Extrait:
Pont Pierre-Laporte : des travailleurs exposés au plomb sans protection

Le MTQ a octroyé un contrat d'urgence en 2022 pour consolider des suspentes et assurer la sécurité du lien principal entre Québec et Lévis.

120 000 automobilistes utilisent le pont Pierre-Laporte chaque jour.

Le pont Pierre-Laporte est le lien principal entre Québec et Lévis.

Photo : Radio-Canada / Marc-Antoine Lavoie

Les travaux de remplacement et de consolidation des suspentes du pont Pierre-Laporte, à Québec, ont été interrompus pendant plusieurs semaines après qu’un entrepreneur eut découvert de fortes concentrations de plomb. Le ministère des Transports du Québec (MTQ) assure pourtant depuis des années qu'il n'y en a pas, a découvert l’émission Enquête.

Un travailleur d’expérience qui œuvre sur le chantier du pont comme sous-traitant aurait soulevé de sérieux doutes en janvier dernier quant à la présence de plomb lorsqu’il a remarqué une couleur orange sur une des suspentes, ces câbles verticaux qui relient les deux câbles porteurs au tablier du pont.

L’entrepreneur responsable des travaux de consolidation des suspentes, Pomerleau, aurait voulu en avoir le cœur net, selon nos informations, et a fait analyser un échantillon prélevé sur la suspente en question. Les résultats ont révélé qu’une peinture recouvrant les suspentes du pont contient 440 fois plus de plomb que la limite prescrite par les règlements en vigueur sur la teneur en plomb dans les peintures.

Il s’agit d’une information importante dans un contexte de travaux, puisque la présence de plomb dans la peinture représente un risque pour la santé des travailleurs lorsqu’elle est mise en poussière. Des mesures de sécurité sont donc nécessaires pour assurer leur sécurité, dont le port de vêtements spéciaux et d’un équipement de protection respiratoire.

Données fournies:
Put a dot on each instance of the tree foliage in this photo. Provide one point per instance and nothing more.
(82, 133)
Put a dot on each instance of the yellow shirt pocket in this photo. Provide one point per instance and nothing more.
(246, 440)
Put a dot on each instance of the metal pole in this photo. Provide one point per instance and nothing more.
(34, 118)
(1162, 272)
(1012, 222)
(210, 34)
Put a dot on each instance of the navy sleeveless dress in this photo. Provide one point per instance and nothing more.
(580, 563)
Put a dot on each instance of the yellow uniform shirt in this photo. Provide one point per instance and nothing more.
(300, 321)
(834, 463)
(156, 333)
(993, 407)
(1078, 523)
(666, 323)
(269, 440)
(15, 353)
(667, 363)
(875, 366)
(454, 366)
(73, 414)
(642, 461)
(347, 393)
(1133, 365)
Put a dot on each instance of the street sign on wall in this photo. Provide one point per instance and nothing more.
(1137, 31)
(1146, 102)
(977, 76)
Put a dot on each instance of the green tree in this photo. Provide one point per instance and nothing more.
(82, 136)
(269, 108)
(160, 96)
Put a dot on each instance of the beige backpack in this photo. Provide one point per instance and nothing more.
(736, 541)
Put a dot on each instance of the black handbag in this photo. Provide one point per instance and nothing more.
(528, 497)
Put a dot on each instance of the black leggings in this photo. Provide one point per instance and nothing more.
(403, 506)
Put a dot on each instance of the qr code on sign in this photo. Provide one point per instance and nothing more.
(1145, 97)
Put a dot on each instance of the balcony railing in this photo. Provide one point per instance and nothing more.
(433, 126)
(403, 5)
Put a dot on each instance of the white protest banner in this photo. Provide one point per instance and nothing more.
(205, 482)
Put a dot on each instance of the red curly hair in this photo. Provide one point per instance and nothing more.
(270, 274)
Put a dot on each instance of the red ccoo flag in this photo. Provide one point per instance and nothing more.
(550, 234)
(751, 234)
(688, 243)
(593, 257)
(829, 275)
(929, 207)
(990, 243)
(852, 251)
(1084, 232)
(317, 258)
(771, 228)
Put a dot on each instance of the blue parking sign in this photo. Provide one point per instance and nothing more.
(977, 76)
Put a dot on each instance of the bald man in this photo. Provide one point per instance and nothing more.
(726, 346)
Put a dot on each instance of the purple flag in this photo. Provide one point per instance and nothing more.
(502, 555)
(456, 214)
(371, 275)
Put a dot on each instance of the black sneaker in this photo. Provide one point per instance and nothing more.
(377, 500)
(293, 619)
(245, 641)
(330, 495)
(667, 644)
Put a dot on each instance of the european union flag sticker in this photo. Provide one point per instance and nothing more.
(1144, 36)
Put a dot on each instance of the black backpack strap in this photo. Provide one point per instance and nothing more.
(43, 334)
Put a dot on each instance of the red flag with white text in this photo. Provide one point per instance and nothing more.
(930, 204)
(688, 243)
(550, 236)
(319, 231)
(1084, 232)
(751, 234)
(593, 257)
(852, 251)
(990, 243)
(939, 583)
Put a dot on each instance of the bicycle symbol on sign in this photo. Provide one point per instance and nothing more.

---

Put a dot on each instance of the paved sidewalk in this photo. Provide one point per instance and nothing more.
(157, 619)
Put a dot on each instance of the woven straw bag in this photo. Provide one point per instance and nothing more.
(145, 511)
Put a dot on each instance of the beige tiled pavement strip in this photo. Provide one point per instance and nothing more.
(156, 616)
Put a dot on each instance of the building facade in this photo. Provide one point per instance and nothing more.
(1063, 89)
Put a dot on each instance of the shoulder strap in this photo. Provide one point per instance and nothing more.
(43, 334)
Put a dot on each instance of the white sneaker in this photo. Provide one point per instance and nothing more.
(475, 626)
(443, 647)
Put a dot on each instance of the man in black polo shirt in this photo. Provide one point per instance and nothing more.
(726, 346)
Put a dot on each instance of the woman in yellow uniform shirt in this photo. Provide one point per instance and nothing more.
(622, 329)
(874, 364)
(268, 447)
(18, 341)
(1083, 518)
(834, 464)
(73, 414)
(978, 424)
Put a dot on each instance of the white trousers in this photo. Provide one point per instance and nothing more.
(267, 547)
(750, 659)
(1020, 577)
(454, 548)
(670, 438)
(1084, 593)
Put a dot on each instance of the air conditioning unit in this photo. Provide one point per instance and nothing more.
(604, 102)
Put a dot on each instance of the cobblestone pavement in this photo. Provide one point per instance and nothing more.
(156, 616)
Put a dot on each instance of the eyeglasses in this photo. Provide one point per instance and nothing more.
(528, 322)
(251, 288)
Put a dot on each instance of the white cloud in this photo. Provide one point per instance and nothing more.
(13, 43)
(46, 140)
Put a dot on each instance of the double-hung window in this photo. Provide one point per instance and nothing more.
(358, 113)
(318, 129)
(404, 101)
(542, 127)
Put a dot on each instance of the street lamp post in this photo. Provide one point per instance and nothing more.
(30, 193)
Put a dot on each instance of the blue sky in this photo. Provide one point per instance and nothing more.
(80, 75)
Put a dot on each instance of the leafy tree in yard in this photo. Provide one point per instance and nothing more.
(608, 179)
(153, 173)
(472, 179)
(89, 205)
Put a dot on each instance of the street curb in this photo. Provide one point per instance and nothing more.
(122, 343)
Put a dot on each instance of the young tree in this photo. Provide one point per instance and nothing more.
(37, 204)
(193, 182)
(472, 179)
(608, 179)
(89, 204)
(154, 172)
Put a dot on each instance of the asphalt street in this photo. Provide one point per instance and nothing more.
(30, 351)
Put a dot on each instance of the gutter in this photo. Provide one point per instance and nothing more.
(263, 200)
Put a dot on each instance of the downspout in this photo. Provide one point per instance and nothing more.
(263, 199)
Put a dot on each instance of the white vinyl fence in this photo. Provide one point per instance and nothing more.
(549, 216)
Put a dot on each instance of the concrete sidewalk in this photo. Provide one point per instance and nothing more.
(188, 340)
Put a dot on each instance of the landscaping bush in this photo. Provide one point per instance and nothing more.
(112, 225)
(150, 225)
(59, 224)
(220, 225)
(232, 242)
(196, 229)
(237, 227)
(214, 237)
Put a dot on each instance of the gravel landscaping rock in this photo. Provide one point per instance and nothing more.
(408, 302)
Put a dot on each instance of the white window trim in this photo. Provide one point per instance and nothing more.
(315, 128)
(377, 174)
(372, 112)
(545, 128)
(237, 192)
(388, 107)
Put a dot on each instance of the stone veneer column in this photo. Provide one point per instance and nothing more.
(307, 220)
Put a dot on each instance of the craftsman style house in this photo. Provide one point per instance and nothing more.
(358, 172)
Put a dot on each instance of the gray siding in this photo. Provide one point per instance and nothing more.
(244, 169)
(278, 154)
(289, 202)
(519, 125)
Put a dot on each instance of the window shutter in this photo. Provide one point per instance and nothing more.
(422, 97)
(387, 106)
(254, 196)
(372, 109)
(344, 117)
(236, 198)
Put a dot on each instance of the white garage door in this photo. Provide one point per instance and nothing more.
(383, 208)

* * *

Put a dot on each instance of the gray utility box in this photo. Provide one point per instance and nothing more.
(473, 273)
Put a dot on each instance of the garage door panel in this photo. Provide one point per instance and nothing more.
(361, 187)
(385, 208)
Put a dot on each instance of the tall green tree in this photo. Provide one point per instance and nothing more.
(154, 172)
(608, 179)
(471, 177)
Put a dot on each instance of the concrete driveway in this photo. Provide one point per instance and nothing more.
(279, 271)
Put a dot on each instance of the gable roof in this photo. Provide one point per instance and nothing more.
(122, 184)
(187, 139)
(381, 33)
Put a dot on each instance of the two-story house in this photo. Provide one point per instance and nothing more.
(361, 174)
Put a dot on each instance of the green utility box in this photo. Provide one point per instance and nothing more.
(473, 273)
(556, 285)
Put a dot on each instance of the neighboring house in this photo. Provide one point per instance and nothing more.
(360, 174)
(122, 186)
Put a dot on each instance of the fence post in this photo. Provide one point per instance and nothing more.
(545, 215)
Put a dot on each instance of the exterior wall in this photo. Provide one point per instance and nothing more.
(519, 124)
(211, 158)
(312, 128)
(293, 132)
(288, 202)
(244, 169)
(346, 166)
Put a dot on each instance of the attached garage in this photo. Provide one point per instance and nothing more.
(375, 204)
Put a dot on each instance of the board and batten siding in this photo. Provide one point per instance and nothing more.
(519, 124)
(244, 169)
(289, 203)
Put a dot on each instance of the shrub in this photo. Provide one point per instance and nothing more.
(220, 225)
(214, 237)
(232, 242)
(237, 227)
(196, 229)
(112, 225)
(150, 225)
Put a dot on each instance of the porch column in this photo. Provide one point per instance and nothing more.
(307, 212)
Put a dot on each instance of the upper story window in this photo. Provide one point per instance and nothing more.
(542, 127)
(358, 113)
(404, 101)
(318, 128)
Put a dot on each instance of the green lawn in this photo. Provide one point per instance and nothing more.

Consignes:
1. Relevez mot pour mot, dans l’extrait sur le pont Pierre-Laporte, le passage qui commence par « Le MTQ a octroyé » et se termine par « découvert l’émission Enquête. ».
2. Pour chaque affirmation, dites si elle est conforme à l’extrait sur le pont Pierre-Laporte en répondant par oui ou par non, puis citez les mots de l’extrait qui tranchent la question. (a) Les travaux sur les suspentes ont été interrompus pendant plusieurs semaines. (b) Le travailleur a remarqué une couleur grise sur une des suspentes. (c) La peinture des suspentes contient 100 fois plus de plomb que la limite prescrite.
Les données ci-dessus forment un matériau distinct de l’extrait.

Réponses:
1.
Le MTQ a octroyé un contrat d'urgence en 2022 pour consolider des suspentes et assurer la sécurité du lien principal entre Québec et Lévis.

120 000 automobilistes utilisent le pont Pierre-Laporte chaque jour.

Le pont Pierre-Laporte est le lien principal entre Québec et Lévis.

Photo : Radio-Canada / Marc-Antoine Lavoie

Les travaux de remplacement et de consolidation des suspentes du pont Pierre-Laporte, à Québec, ont été interrompus pendant plusieurs semaines après qu’un entrepreneur eut découvert de fortes concentrations de plomb. Le ministère des Transports du Québec (MTQ) assure pourtant depuis des années qu'il n'y en a pas, a découvert l’émission Enquête.

2.
(a) Oui : « ont été interrompus pendant plusieurs semaines ».
(b) Non : « il a remarqué une couleur orange sur une des suspentes ».
(c) Non : « contient 440 fois plus de plomb que la limite prescrite ».